Required actions:
1: According to the chicken ranch pasta recipe, which ingredient is the base of the sauce?
2: List every ingredient in the chicken ranch pasta recipe that is measured in teaspoons, along with its amount.

Extract provided:
^^^^^^^^^^^^^^^^

Slow Cooker Chicken Ranch Pasta
Well, this Chicken Ranch Pasta's base ingredient (as in the one that makes the delicious sauce), is cream cheese. It's bound to be a good one if that's the case, right?
- 1 3 pound bag of frozen boneless skinless chicken breast
- 2 tbsp butter melted
- 1 oz package of Ranch Dressing mix
- 2 cans cream of chicken soup
- 2 8 oz cream cheese cubed
- 1/4 tsp dried oregano
- 1/2 tsp. dried parsley
- 1 tsp minced garlic
- 2 cups frozen broccoli
- egg noodles - 16 oz package
Sprinkle paprika and ranch dressing mix over both sides of each chicken breasts.
Pour melted butter over all of the chicken breasts.
Cook on low for 4-5 hours.

^^^^^^^^^^^^^^^^

Image point grounding data
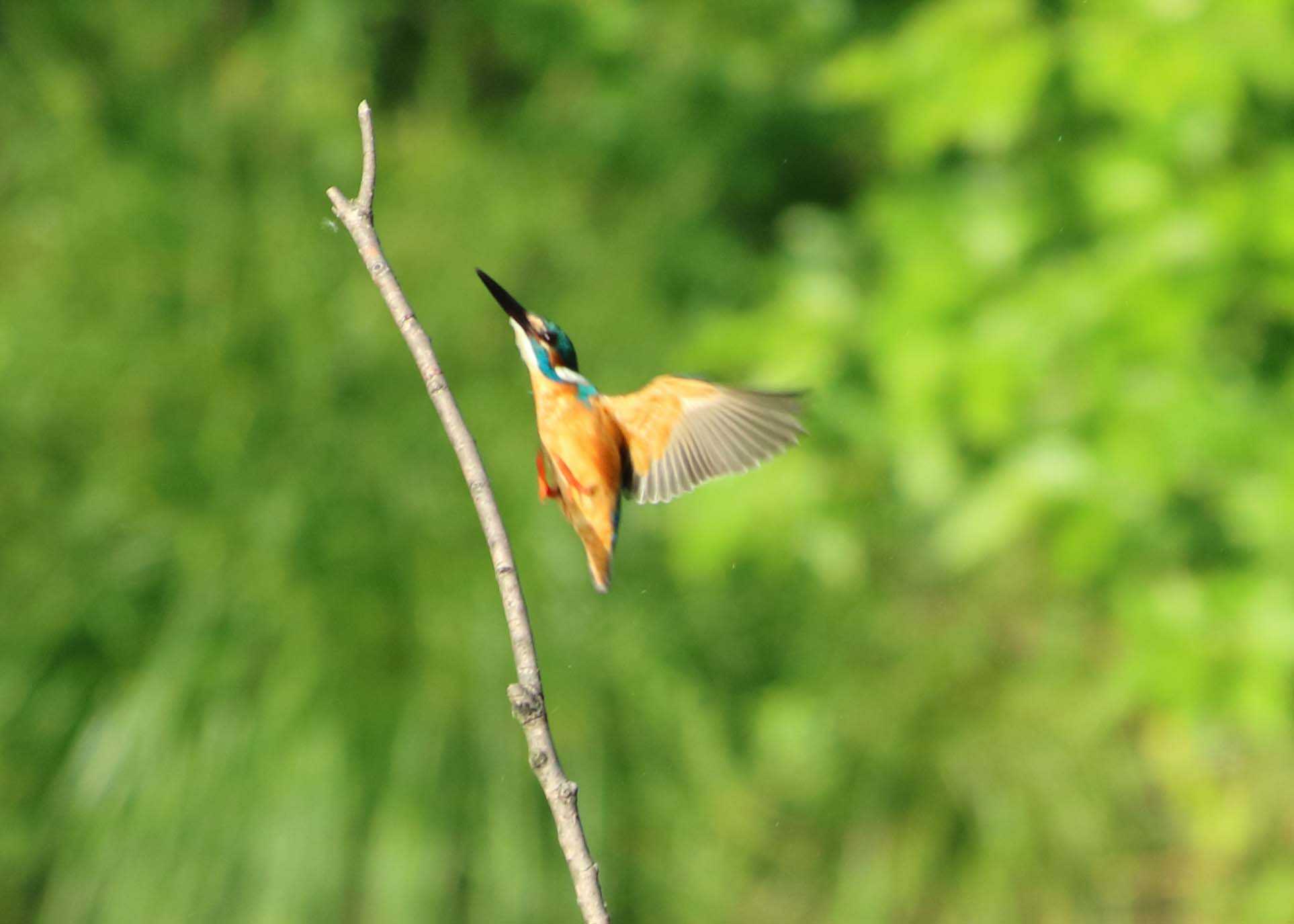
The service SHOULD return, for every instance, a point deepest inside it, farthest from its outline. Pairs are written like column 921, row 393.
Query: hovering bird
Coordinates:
column 652, row 446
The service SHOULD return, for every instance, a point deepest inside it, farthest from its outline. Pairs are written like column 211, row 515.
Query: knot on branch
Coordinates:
column 527, row 704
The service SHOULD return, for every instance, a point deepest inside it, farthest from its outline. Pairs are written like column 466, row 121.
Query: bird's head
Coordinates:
column 542, row 345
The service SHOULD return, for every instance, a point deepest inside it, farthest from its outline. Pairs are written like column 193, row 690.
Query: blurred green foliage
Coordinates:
column 1010, row 638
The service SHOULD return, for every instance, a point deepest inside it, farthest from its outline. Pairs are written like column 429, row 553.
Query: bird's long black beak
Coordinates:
column 507, row 303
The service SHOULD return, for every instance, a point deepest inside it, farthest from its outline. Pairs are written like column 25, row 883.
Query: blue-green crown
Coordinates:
column 562, row 346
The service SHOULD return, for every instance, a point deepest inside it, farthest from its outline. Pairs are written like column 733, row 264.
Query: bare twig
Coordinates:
column 527, row 694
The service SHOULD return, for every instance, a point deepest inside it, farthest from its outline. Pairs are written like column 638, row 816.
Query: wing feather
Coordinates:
column 682, row 433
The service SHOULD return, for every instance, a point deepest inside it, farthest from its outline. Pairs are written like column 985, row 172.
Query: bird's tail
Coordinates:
column 599, row 562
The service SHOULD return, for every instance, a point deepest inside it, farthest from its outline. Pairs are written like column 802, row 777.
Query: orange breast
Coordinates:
column 583, row 442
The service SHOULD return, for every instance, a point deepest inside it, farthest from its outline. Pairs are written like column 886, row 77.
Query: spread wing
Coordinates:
column 682, row 433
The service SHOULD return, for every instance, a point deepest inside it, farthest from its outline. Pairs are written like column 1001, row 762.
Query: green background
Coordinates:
column 1008, row 638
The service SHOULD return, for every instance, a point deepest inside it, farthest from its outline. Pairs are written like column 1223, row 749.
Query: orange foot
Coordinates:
column 546, row 491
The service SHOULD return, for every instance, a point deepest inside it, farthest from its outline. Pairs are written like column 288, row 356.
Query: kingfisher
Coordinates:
column 652, row 446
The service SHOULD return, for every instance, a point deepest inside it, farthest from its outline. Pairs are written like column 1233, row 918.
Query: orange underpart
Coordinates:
column 568, row 476
column 546, row 491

^^^^^^^^^^^^^^^^

Written answers:
1: Cream cheese.

2:
- 1/4 tsp dried oregano
- 1/2 tsp dried parsley
- 1 tsp minced garlic